___ DOCUMENT SOURCE ___

Après la séance, la discussion se poursuit et quelqu’un, quelqu’une pour être précise, remarque : « une attaque occasionnant de nombreuses brebis mordues, estropiées, mutilées comme c’est le cas dans le film, s’apparente plus à une attaque de chiens errants qu’à celle de loups ».
Et ceci me trotte dans la tête, j’ai voulu en savoir plus.
Petit retour en arrière, depuis une bonne trentaine d’années que j’habite en Midi-Pyrénées, j’ai en effet eu connaissance autour de moi, et à plusieurs reprises, de troupeaux de brebis décimés par des chiens, égorgées ou blessées, la plupart mortes par étouffement, dans la panique, au fond d’une bergerie. Certains chiens ont été euthanasiés, d’autres attachés au bout d’une chaîne de façon définitive. Arrivée dans le sud du Lot, j’ai à nouveau été mise en garde : des attaques de chiens errants s’étaient produites de façon répétée sans qu’on puisse mettre la main sur les auteurs du méfait.
Et pourtant, à ma connaissance, il n’a jamais été question d’exterminer les chiens dans leur totalité. Ni de faire des « prélèvements ». Tout au plus d’en mettre certains hors d’état de nuire lorsque c’était nécessaire. Pourquoi cette différence ?

___

▶ CONSIGNE
Poursuivez le texte sur les attaques de brebis par des chiens et des loups, à partir de sa dernière phrase.

___ DONNÉES FOURNIES ___

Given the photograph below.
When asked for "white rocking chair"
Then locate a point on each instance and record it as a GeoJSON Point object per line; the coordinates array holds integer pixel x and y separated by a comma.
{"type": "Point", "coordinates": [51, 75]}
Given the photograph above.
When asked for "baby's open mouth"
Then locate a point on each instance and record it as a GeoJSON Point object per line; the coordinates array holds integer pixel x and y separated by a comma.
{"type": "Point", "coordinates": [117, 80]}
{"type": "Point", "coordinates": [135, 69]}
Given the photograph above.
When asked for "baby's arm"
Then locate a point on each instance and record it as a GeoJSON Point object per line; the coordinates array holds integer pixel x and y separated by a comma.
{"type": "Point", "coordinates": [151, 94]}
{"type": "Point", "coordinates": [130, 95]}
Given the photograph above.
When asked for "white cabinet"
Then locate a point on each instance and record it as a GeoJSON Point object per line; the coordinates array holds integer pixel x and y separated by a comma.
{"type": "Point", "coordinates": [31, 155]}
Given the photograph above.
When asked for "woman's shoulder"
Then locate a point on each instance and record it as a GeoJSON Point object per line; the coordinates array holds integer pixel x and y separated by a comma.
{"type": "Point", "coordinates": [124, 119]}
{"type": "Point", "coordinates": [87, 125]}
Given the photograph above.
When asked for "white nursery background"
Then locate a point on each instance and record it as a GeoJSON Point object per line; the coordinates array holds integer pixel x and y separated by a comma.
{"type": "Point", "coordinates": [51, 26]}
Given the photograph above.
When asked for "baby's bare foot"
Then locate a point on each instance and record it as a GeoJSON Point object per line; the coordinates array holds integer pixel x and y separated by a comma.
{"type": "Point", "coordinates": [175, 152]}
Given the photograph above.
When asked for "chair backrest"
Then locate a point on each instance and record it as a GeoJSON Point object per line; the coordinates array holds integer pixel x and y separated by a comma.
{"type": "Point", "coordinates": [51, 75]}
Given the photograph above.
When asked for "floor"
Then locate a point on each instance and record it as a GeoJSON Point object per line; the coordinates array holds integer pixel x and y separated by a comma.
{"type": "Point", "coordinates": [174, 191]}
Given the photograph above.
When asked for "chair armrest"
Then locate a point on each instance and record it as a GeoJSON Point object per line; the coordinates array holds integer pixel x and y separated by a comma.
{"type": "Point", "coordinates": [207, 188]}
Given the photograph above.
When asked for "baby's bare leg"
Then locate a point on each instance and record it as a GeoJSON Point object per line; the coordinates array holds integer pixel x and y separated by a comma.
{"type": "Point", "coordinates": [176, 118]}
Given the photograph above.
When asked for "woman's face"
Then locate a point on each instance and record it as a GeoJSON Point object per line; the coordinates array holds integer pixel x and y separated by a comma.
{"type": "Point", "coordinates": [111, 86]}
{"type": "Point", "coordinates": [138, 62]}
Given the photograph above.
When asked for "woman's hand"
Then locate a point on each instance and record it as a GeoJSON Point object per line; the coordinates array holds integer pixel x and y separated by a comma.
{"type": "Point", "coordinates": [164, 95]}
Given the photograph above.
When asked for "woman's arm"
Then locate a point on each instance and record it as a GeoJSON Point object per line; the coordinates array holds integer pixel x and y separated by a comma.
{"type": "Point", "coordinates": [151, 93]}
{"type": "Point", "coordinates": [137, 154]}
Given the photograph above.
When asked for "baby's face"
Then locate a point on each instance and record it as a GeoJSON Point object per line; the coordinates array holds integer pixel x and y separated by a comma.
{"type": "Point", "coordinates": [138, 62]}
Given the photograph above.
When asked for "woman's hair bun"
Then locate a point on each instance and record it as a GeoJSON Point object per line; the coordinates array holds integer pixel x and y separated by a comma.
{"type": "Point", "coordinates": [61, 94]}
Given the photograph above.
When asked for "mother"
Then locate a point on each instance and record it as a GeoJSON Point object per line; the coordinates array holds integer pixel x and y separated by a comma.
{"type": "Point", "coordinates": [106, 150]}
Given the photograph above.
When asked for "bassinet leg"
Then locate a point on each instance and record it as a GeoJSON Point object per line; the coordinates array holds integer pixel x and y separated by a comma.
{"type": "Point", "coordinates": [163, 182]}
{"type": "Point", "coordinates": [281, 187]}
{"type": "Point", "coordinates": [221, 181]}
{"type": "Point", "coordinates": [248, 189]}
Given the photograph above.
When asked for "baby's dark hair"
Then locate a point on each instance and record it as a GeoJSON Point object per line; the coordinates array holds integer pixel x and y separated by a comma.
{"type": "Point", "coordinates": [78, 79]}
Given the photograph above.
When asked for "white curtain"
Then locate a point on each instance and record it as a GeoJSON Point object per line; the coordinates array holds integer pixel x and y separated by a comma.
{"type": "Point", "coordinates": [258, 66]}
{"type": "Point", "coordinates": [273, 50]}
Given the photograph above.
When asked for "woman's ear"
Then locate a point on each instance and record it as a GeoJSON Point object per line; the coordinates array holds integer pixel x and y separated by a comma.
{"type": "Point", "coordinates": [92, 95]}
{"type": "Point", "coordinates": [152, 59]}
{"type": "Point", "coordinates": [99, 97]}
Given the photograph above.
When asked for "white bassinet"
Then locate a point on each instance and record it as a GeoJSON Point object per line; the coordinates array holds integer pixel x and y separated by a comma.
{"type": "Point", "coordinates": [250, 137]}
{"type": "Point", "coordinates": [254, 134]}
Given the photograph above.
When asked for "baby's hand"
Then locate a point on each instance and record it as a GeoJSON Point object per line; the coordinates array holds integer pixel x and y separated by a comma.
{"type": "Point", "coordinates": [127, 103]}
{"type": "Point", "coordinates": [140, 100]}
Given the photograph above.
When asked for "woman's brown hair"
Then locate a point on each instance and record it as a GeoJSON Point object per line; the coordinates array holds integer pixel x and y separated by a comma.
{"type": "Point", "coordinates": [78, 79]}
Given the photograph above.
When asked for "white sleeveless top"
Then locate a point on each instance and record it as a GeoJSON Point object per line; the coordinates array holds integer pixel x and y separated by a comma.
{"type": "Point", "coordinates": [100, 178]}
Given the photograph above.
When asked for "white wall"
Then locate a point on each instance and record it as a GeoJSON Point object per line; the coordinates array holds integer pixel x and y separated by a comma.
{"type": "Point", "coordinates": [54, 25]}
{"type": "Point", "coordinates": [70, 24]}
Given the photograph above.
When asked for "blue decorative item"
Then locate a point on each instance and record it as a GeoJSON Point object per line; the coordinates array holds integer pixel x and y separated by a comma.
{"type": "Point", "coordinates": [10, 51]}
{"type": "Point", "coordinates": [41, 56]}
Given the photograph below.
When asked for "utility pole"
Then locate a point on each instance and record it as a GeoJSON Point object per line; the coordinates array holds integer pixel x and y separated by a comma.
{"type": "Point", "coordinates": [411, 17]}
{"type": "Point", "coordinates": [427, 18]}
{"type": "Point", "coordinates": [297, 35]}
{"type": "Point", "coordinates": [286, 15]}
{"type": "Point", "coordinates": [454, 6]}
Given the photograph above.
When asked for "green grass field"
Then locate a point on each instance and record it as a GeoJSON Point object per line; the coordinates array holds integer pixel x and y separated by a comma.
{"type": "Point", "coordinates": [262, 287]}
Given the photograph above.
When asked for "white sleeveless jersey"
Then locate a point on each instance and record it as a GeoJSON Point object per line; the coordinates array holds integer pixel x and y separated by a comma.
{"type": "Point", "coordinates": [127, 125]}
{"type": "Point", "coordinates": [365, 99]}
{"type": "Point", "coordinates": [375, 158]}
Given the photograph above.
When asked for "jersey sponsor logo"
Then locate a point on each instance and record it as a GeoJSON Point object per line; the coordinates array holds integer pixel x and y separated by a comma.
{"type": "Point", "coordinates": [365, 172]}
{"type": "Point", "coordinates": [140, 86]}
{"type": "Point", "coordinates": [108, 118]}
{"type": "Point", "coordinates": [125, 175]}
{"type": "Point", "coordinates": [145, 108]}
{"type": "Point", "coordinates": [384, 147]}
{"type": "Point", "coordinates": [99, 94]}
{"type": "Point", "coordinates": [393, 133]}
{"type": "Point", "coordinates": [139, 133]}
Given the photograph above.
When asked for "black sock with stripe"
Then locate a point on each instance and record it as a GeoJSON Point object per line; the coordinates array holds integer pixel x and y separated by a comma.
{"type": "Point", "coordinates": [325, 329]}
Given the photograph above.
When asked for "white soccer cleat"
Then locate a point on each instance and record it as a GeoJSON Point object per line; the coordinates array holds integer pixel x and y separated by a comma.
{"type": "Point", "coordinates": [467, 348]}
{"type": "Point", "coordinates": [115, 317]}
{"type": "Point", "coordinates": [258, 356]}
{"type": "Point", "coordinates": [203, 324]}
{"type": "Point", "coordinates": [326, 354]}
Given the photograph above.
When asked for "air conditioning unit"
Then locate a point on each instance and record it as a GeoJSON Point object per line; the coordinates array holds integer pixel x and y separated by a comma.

___

▶ RÉPONSE
Je ressentais le besoin d’un avis plus compétent. Je me suis donc adressée à Julie Delfour que nous avions rencontrée en avril dernier lors de la visite d’un refuge LPO, consacrée à la faune sauvage dite « nuisible ». Elle m’a envoyée en retour le texte ci-dessous que je n’ai pu me résoudre à couper tant il apporte un éclairage différent au discours ambiant qui se développe autour du loup. Le plus simple est de lui donner la parole.
Julie Delfour. Extrait de « Vivre avec le loup » Editions Hesse, 2004. http://www.juliedelfour.com/
Les chiens divagants, un problème méconnu
La question des chiens divagants est au nombre de ces réalités que personne ne révèle au grand jour. Chaque année, ils sont responsables de la disparition de quelques centaines de milliers de moutons. Bien qu’il n’existe aucune étude statistique, on estime qu’entre 1993 et 1999 les loups auraient causé la mort de 3 000 ovins, la brucellose et la foudre près de 150 000, et les chiens divagants près de 500 000.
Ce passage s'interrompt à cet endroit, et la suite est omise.